- [BRIEF]:
Reproduce exactly the lines below, starting with the line that contains "Draw the outline of every instance of the blue" and ending with the last line of the records, both included, and nothing else.

Contour annotation records:
►

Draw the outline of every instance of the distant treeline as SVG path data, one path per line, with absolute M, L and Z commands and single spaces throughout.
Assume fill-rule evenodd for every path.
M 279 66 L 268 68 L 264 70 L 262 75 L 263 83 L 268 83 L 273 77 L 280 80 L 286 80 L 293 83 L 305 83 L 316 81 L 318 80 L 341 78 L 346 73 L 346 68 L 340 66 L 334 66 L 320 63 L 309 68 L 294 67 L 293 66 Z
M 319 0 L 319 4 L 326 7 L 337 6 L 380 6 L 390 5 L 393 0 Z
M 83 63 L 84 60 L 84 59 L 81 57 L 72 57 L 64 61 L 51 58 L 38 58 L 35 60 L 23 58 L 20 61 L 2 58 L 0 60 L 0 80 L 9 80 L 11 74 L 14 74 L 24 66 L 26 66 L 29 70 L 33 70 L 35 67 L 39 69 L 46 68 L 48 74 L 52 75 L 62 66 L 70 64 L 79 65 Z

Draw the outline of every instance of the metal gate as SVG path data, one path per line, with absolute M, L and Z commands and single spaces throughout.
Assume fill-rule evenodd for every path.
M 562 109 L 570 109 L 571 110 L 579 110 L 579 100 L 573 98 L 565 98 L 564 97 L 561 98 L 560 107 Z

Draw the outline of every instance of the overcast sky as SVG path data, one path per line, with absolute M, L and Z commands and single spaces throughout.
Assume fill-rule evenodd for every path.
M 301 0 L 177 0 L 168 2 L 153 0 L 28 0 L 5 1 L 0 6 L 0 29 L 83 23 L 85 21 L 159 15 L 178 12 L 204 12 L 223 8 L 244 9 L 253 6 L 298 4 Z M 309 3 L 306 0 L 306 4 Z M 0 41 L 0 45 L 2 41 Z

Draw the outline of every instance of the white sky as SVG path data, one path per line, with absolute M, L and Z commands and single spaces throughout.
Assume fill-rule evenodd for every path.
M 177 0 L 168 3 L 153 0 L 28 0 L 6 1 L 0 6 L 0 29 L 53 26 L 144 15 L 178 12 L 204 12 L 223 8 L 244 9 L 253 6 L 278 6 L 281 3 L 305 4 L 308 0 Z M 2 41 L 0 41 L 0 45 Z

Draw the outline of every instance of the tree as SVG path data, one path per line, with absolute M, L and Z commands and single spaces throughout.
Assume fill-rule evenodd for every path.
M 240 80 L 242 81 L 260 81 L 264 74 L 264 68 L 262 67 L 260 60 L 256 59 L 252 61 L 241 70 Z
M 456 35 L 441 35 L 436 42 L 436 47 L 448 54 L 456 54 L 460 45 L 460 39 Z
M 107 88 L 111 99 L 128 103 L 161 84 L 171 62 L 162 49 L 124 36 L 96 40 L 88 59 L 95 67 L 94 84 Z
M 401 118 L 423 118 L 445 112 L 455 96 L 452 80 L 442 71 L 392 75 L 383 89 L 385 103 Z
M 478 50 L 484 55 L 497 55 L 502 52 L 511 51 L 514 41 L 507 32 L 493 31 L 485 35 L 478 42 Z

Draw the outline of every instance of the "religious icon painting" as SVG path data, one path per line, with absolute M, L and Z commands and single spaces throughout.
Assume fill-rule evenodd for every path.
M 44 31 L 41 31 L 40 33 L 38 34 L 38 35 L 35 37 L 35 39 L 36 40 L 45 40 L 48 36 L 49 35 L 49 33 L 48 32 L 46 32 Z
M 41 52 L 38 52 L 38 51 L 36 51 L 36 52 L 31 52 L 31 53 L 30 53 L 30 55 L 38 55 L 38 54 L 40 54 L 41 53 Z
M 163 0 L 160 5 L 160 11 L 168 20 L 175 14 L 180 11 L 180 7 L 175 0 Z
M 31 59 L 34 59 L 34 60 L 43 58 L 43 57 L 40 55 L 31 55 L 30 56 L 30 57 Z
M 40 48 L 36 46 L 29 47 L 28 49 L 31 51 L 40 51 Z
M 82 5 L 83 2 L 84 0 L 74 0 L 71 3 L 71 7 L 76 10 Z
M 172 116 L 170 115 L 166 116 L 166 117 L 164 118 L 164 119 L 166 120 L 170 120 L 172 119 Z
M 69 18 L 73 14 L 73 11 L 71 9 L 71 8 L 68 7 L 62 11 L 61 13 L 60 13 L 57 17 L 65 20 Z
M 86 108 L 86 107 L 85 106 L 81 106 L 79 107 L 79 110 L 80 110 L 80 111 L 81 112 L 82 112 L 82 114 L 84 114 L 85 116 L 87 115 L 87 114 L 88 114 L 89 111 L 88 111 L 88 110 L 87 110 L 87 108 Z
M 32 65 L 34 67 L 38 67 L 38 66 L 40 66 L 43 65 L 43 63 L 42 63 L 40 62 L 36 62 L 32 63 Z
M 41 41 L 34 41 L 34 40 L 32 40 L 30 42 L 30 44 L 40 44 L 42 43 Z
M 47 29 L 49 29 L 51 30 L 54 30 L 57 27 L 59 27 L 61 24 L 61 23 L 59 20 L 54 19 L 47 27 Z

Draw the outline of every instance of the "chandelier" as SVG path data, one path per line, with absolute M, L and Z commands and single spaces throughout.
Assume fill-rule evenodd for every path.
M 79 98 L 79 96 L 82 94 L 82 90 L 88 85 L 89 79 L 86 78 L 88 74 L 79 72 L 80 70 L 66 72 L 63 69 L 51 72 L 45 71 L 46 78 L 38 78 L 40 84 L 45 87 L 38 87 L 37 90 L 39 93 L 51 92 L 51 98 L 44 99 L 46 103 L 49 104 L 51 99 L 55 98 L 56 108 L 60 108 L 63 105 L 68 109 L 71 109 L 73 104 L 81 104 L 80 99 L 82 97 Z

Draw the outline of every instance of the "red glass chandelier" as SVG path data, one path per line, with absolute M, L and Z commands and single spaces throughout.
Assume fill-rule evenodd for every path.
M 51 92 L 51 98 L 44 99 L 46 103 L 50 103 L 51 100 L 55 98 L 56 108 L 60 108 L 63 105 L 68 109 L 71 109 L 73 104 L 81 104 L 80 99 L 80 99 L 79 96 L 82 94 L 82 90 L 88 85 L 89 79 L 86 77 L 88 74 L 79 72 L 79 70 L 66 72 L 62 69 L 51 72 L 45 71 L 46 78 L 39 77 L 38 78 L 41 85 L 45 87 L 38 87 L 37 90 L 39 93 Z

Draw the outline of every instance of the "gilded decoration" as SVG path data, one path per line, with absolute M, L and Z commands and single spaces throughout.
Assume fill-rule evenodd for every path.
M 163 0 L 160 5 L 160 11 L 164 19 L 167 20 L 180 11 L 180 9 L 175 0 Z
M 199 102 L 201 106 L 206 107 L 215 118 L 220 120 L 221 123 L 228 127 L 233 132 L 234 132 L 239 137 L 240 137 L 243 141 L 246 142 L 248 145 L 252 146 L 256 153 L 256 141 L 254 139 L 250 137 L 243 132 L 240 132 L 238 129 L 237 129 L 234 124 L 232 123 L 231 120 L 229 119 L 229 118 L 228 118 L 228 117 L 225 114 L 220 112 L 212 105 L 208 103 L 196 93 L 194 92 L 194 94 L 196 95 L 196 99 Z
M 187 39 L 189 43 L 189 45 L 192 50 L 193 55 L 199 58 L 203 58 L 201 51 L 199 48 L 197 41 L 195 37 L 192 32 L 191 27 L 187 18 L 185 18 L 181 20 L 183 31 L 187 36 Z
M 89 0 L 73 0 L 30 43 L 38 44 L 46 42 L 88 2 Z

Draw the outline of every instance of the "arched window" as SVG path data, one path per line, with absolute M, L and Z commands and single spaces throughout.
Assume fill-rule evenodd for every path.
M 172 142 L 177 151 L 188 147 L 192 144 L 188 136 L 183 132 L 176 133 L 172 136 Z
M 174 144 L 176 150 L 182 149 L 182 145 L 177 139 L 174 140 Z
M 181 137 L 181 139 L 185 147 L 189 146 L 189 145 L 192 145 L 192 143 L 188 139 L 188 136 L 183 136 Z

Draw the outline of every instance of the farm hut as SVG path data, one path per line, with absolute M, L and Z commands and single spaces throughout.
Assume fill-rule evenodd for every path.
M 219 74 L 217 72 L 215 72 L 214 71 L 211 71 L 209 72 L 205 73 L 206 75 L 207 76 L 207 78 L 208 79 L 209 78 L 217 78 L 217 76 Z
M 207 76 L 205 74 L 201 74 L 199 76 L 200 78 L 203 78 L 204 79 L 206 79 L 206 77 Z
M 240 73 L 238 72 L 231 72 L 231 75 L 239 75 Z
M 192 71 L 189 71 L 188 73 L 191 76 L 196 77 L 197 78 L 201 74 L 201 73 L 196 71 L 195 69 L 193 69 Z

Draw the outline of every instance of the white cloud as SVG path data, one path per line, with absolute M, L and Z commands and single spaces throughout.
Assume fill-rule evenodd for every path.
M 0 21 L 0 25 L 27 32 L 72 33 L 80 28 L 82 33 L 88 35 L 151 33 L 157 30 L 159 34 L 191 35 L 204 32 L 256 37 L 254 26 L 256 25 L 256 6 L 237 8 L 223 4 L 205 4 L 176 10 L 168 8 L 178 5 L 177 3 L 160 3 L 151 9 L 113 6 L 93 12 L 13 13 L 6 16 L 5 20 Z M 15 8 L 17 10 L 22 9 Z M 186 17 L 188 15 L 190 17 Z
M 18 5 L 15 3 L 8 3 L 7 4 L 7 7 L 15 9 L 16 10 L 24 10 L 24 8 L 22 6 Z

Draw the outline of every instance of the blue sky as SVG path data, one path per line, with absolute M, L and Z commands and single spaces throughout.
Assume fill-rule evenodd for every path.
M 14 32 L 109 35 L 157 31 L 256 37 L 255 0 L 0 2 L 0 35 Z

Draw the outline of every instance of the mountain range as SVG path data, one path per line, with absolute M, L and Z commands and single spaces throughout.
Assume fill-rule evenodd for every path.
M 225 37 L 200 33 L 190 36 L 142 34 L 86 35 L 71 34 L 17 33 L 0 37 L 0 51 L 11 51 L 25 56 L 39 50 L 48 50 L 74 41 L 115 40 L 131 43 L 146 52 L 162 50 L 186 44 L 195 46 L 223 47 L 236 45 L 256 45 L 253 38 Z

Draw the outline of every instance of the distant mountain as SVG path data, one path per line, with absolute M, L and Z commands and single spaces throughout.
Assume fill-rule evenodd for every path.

◄

- [THE REPLY]:
Draw the outline of every instance of the blue sky as SVG path data, one path per line, with absolute M, L and Z commands and single spaces throughout.
Assume fill-rule evenodd for every path.
M 14 32 L 109 35 L 157 31 L 256 37 L 255 0 L 0 2 L 0 35 Z

Draw the outline of every instance of the mountain range as SVG path data, one path per line, with absolute M, L and Z commands and single spaces throughout.
Assume fill-rule evenodd for every path.
M 225 37 L 200 33 L 190 36 L 142 34 L 86 35 L 71 34 L 17 33 L 0 37 L 0 51 L 11 51 L 25 56 L 39 50 L 48 50 L 74 41 L 115 40 L 131 43 L 146 52 L 162 50 L 186 44 L 195 46 L 223 47 L 236 45 L 256 45 L 253 38 Z

Draw the outline of every instance of the distant mountain as SVG path data, one path per line, with absolute M, L and Z commands and single spaces throughout.
Assume fill-rule evenodd for every path.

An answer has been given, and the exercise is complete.